[Document passage start]
Midjourney takes sophisticated prompts – subject, shot type, perspective, camera type, film type, lighting, ambience, styling, location, and some fine-tuning parameters for the model itself. The prompts are monitored for blacklisted keywords. This list is ever-expanding (and contracting). Scanning the list, I see words I have used without issue, and I have been blocked by words not listed.

Censored Prompts

Some cases are obvious – nude woman will be blocked. This screengrab illustrates the challenge.

On the right, notice the prompt:

Nude woman

The rest are machine instructions. On the left in the main body reads a message by the AI moderator:

Sorry! Please try a different prompt. We’re not sure this one meets our community guidelines. Hover or tap to review the guidelines.

The community guidelines are as follows:

This is fine. There is a clause that reads that one may notify developers, but I have not found this to be fruitful. In this case, it would be rejected anyway.

“What about that nude woman at the bottom of the screengrab?” you ask. Notice the submitted prompt:

Edit cinematic full-body photograph of a woman wearing steampunk gear, light leaks, well-framed and in focus. Kodak Potra 400 with a Canon EOS R5

Apart from the censorship debate, notice the prompt is for a full-body photo. This is clearly a medium shot. Her legs and feet are suspiciously absent. Steampunk gear? I’m not sure sleeves qualify for the aesthetic. She appears to be wearing a belt.

For those unanointed, the square image instructs the model to use this face on the character, and the CW 75 tells it to use some variance on a scale from 0 to 100.

So what gives? It can generate whatever it feels like, so long as it’s not solicited. Sort of…

Here I prompt for a view of the character walking away from the camera.

Cinematic, character sheet, full-body shot, shot from behind photograph, multiple poses. Show same persistent character and costumes . Highly detailed, cinematic lighting with soft shadows and highlights. Each pose is well-framed, coherent.

The response tells me that my prompt is not inherently offensive, but that the content of the resulting image might violate community guidelines.

Creation failed: Sorry, while the prompt you entered was deemed safe, the resulting image was detected as having content that might violate our community guidelines and has been blocked. Your account status will not be affected by this.

Occasionally, I’ll resubmit the prompt and it will render fine. I question why it just can’t attempt to re-render it again until it passes whatever filters it has in place. I’d expect it to take a line of code to create this conditional. But it doesn’t explain why it allows other images to pass – quite obviously not compliant.

Why I am trying to get a rear view? This is a bit off-topic, but creating a character sheet is important for storytelling. If I am creating a comic strip or graphic novel, the characters need to be persistent, and I need to be able to swap out clothing and environments. I may need close-ups, wide shots, establishing shots, low-angle shots, side shots, detail shots, and shots from behind, so I need the model to know each of these. In this particular case, this is one of three main characters – a steampunk bounty hunter, an outlaw, and a bartender – in an old Wild West setting. I don’t need to worry as much about extras.
[Document passage end]
[Data extract start]
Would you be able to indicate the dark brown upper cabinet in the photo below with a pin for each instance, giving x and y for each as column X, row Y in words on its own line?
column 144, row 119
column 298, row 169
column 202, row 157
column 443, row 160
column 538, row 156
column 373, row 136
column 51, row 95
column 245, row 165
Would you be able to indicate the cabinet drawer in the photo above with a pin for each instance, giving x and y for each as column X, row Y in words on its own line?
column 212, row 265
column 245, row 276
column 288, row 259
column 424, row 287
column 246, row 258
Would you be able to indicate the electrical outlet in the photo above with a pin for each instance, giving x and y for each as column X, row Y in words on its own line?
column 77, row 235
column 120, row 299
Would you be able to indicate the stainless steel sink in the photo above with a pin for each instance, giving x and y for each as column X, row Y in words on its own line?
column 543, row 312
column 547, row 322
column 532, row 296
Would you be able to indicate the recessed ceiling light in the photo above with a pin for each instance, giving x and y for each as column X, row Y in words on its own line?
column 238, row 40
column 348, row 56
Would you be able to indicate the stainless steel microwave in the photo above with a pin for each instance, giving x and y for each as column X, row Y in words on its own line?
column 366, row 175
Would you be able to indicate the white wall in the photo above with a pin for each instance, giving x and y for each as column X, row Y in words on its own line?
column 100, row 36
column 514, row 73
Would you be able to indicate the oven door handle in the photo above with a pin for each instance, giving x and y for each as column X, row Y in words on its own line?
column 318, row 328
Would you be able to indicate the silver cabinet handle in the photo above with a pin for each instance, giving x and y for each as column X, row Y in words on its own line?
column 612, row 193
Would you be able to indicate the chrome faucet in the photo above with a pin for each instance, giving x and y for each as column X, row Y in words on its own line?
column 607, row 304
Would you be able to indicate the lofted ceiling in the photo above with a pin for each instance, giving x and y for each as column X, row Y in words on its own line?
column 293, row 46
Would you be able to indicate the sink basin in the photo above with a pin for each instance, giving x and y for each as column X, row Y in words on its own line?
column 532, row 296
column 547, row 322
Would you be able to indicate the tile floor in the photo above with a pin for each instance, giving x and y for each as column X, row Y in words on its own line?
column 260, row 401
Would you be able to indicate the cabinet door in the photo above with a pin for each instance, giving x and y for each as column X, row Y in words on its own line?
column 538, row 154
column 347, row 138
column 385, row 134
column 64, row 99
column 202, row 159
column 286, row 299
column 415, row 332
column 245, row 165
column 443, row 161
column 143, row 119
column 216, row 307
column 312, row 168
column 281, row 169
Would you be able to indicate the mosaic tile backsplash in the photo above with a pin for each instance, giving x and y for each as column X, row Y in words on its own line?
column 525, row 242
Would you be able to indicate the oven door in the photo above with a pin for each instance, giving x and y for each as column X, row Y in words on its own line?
[Data extract end]
Please explain, in one to three sentences, why the writer of the passage on Midjourney's prompt filtering wants a view of the character from behind.

The writer is building a character sheet for storytelling, such as a comic strip or graphic novel, where characters must stay persistent while clothing and environments are swapped. That requires many kinds of shots, including shots from behind, so the model needs to know each of them.